PASSAGE TO READ:
>>>

Social media activism has been primarily spearheaded by millennials sharing articles, signing petitions and organizing events within the sphere of social networks.
Grant students are no exception. They advocate for causes ranging from the environment to LGBTQ rights, and social media presents a way to discuss controversial topics online. It also helps promote change, students say.
“Using social media as a platform is so important,” says Campbell, who runs an Instagram account dedicated to discussing feminism. “I definitely think it can be effective.”
But critics say the increased reliance on social media as a tool for change has its drawbacks. Dubbed “slacktivism,” some are unconvinced of social media’s ability to have any meaningful impact.
“Some people might say that they don’t accomplish anything. Or more specifically, that social media perhaps provide a brief spark to a cause,” says Matthew Pittman, a communications Ph.D candidate at University of Oregon who studies social media. “But then the flame burns out when our attention moves on to the next thing.”
Madison Moskowitz, a Grant graduate who is a senior at the University of Oregon, says she can attest to this. “I don’t think I’ve ever changed someone’s mind on Twitter,” says Moskowitz, who heads the College Democrats at the university. “It goes to show that direct action, going door-to-door, protesting … that is the best way to show that you do actually care.”
Pittman describes a psychological effect that causes people to believe they’re fulfilling their role as an activist through small tasks like sharing a social media post on the Internet. “We do a small thing and make ourselves feel good, so we don’t do the larger good thing,” he says. “So while it has never been easier to get involved with a cause in a superficial way, that doesn’t necessarily always translate into real world action.”
“It’s a way to communicate with people and raise awareness. You gotta do more. You can’t just talk on Facebook but not do anything in person” – Brianna Henderson
Throughout American history, many major protest movements have been youth-driven. High school and college students have funneled their collective energy into staging walkouts, demonstrations and rallies.
One of the earliest cases of large-scale youth activism was the 1903 Children’s Crusade. Organized by Community Activist Mary Harris Jones, 200 child laborers from a Pennsylvania textile mill marched to New York to demand better protections and increased safety for child workers. Although unsuccessful, the crusade brought child labor issues to the forefront and created momentum for a national conversation.
Decades later, the civil rights era beginning in the 1950s solidified the role of youth as change makers. As segregation prevailed across the country, high school and college students staged massive protests.

<<<

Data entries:
>>>

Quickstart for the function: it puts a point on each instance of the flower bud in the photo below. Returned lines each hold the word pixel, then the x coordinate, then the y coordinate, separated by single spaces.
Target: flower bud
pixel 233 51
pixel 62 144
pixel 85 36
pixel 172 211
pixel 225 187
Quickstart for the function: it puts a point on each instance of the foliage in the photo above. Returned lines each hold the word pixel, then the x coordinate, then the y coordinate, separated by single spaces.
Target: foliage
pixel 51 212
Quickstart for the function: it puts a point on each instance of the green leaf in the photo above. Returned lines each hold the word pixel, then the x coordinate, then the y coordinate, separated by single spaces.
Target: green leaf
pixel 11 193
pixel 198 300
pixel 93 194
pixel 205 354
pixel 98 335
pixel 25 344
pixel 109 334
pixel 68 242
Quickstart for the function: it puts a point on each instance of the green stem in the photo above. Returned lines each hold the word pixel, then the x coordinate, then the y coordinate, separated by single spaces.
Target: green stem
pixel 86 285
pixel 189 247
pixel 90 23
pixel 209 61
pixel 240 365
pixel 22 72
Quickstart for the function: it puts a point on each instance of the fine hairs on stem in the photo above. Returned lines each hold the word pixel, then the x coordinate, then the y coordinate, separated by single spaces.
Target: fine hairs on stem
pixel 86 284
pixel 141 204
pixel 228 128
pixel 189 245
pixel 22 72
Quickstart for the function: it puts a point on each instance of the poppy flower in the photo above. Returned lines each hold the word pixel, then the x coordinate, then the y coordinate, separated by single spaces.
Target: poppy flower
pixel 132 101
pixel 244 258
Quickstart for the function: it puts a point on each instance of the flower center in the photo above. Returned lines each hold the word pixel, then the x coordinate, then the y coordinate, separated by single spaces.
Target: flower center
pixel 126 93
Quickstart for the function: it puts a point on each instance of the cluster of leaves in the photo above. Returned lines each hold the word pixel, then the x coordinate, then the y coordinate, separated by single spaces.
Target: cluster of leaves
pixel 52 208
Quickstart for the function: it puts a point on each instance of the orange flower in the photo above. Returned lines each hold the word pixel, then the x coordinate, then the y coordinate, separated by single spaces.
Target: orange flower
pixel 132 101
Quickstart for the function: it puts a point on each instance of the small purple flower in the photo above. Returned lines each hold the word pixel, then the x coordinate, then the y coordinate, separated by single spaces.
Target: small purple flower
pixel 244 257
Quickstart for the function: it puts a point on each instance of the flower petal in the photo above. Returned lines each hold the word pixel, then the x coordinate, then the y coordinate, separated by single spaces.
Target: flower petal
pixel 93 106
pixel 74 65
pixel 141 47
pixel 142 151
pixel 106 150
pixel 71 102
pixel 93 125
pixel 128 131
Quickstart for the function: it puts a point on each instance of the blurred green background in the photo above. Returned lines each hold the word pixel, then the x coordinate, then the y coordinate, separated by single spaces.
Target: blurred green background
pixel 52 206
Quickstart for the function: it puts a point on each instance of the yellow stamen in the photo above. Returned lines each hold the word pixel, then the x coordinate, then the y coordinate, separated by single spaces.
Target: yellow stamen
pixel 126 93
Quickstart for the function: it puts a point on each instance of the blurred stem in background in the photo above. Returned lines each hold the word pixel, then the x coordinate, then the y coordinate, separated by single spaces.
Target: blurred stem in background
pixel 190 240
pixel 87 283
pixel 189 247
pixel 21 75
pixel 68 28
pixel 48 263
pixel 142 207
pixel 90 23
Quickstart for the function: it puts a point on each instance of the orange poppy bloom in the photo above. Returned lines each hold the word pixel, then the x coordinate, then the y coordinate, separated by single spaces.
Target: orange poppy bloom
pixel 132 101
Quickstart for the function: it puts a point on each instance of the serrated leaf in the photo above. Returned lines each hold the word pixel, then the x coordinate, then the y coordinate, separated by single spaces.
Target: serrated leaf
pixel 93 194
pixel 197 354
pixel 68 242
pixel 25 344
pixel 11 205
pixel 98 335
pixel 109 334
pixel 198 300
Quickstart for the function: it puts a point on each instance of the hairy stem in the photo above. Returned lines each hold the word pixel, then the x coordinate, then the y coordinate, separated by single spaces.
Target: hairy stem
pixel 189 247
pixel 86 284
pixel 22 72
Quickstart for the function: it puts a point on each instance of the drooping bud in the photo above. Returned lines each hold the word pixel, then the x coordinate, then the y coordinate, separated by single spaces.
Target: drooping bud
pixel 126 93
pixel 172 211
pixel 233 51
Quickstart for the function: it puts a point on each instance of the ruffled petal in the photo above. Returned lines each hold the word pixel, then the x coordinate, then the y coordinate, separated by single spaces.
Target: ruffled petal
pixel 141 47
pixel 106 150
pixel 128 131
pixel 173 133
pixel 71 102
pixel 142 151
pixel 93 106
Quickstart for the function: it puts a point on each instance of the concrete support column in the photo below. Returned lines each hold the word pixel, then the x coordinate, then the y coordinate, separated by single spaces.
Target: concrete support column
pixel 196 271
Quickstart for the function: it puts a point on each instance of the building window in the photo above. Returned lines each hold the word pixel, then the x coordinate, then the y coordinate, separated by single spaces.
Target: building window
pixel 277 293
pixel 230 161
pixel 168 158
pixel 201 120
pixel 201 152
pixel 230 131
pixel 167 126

<<<
>>>

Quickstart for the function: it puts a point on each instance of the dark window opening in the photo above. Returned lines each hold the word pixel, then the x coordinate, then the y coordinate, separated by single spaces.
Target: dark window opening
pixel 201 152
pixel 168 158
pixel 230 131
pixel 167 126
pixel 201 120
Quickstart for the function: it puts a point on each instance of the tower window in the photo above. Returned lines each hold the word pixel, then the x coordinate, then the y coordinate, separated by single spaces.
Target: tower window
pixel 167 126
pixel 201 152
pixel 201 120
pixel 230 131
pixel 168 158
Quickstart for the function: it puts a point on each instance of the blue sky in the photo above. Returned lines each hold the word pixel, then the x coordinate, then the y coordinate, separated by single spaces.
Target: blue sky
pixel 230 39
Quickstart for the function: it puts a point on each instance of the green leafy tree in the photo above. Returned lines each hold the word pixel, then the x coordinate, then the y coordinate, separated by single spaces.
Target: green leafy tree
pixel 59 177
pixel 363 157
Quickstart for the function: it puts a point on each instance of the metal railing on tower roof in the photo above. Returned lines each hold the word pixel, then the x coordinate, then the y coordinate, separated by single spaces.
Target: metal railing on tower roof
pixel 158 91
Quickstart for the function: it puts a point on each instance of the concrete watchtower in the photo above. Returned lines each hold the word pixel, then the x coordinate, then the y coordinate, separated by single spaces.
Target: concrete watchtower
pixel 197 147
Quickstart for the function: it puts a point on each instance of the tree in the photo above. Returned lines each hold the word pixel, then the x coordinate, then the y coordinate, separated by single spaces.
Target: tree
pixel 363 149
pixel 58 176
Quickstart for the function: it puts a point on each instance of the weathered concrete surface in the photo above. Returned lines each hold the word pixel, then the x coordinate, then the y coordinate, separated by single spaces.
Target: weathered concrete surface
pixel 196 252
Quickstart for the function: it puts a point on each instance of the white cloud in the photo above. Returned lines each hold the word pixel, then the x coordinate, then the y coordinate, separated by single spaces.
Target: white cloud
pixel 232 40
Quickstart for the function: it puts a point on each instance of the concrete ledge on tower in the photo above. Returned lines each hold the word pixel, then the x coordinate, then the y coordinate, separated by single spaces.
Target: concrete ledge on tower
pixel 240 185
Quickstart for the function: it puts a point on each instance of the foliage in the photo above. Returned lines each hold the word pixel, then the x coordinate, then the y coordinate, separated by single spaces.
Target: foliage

<<<

OBJECTIVES:
- A) According to the article on social media activism, what does Madison Moskowitz head?
- B) In the records, take the lines starting with the line that contains "the flower bud" and going on through the line that contains "pixel 225 187". Switch "flower bud" to "rose bud" in them, change nothing else, and give back only those lines.
The text and the records are independent of each other.

ANSWERS IN ORDER:
- A) The College Democrats at the University of Oregon.

- B)
Quickstart for the function: it puts a point on each instance of the rose bud in the photo below. Returned lines each hold the word pixel, then the x coordinate, then the y coordinate, separated by single spaces.
Target: rose bud
pixel 233 51
pixel 62 144
pixel 85 36
pixel 172 211
pixel 225 187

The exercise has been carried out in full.